[Records provided Boundary: Start]

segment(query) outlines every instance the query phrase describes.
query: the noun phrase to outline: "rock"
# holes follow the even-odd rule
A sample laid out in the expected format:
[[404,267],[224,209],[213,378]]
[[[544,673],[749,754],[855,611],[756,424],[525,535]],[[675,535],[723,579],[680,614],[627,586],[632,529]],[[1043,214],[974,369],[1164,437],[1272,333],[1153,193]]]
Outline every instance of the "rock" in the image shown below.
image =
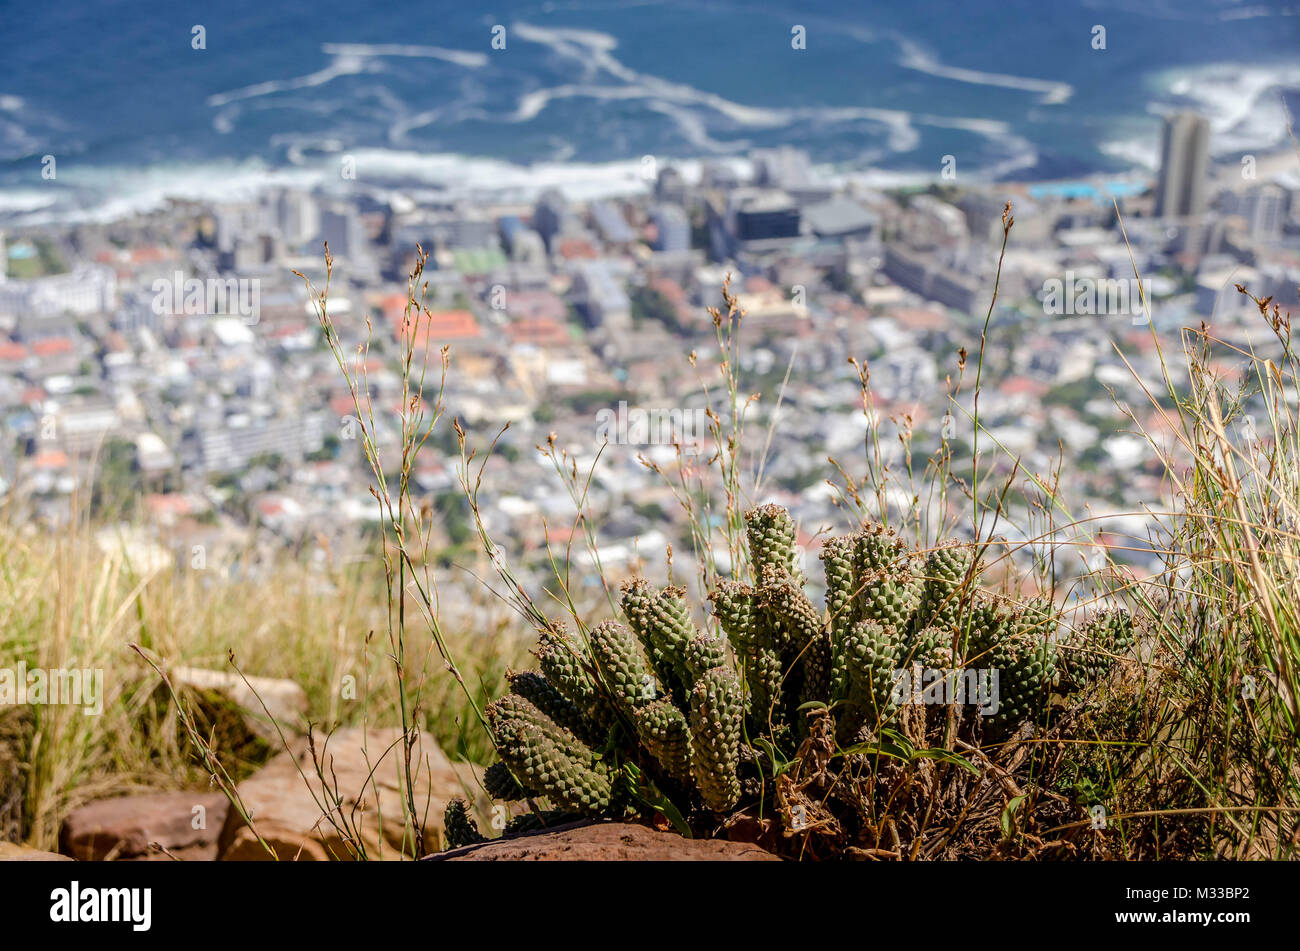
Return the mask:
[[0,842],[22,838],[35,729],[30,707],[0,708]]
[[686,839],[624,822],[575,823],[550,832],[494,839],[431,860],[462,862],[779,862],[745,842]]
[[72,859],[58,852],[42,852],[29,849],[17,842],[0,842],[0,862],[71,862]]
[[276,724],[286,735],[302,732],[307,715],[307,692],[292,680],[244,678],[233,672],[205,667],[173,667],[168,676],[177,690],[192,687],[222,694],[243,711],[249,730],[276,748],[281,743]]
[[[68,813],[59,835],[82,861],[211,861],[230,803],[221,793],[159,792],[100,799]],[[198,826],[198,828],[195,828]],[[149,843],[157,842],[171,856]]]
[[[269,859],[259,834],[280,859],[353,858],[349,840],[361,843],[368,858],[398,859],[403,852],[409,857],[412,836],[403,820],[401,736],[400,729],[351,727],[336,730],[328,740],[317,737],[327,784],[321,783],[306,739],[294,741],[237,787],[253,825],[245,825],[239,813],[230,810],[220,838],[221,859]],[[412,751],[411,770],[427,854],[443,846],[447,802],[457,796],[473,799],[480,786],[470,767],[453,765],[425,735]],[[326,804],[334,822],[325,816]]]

[Records provided Boundary: End]

> _Problem to work on_
Each line from the one containing "A sample laid" through the end of the listing is to be set down exactly, with all pictures left out.

> _Output of the exercise_
A sample laid out in the expected format:
[[404,267],[224,209],[213,378]]
[[[544,673],[749,754],[855,611],[756,424],[525,535]],[[675,535],[723,579],[680,614],[627,586],[632,529]],[[1043,214],[974,369],[1164,437],[1272,333],[1153,193]]]
Outline every instance of the "rock" in the image shown below.
image =
Return the mask:
[[0,842],[22,838],[35,729],[30,707],[0,708]]
[[686,839],[624,822],[575,823],[550,832],[494,839],[431,860],[462,862],[779,862],[745,842]]
[[72,859],[58,852],[42,852],[29,849],[17,842],[0,842],[0,862],[71,862]]
[[276,724],[286,735],[302,732],[307,715],[307,692],[292,680],[244,678],[233,672],[205,667],[173,667],[168,676],[177,690],[192,687],[222,694],[243,711],[249,730],[276,748],[281,743]]
[[[68,813],[59,835],[82,861],[211,861],[230,803],[221,793],[159,792],[100,799]],[[198,826],[198,828],[195,828]],[[149,843],[157,842],[171,856]]]
[[[269,859],[259,834],[280,859],[353,858],[349,840],[361,843],[368,858],[398,859],[403,852],[409,857],[412,836],[403,820],[401,736],[400,729],[351,727],[336,730],[328,740],[317,737],[327,784],[321,783],[306,739],[294,741],[237,787],[253,825],[245,825],[239,813],[230,810],[220,838],[221,859]],[[412,751],[411,770],[427,854],[443,846],[447,802],[457,796],[473,799],[480,786],[470,767],[453,765],[425,735]],[[326,804],[334,822],[325,816]]]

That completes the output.